**Materials provided**.

▼

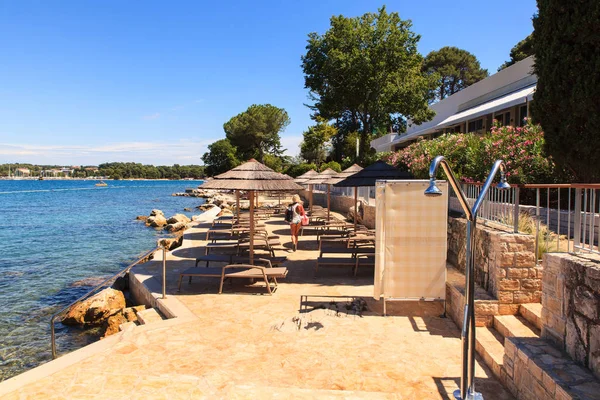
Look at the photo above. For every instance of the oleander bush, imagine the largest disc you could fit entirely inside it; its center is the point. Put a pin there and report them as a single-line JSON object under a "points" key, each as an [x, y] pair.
{"points": [[471, 155]]}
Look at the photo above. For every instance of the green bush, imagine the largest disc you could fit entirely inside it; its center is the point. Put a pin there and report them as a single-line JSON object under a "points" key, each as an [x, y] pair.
{"points": [[471, 155]]}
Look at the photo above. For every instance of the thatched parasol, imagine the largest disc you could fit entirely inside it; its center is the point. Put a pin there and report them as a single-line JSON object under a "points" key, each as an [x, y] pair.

▲

The listing above must be printed again exactly, minus its pictures.

**Answer box**.
Look at the photo above. For every instance of the oleander bush, imagine the largest disc you could fit entirely inside it; its center is the point. Put a pin there and report them as a single-line JSON object under a "points" key, each as an [x, y] pair.
{"points": [[471, 155]]}
Look at the photo above. For every instance of the green bush, imagine the largest disc you could fit entirely inside it; its center is the point. Put a pin there and report them as a single-line JSON object under a "points" key, each as an [x, y] pair.
{"points": [[471, 155]]}
Look at the photo above. For every instance of the thatched parasol, imagine the largest disc you could fit entirely inside it; its center is the point. Put a pin there and report them as a single-line JSON object under a "points" key, each as an [x, y] pair.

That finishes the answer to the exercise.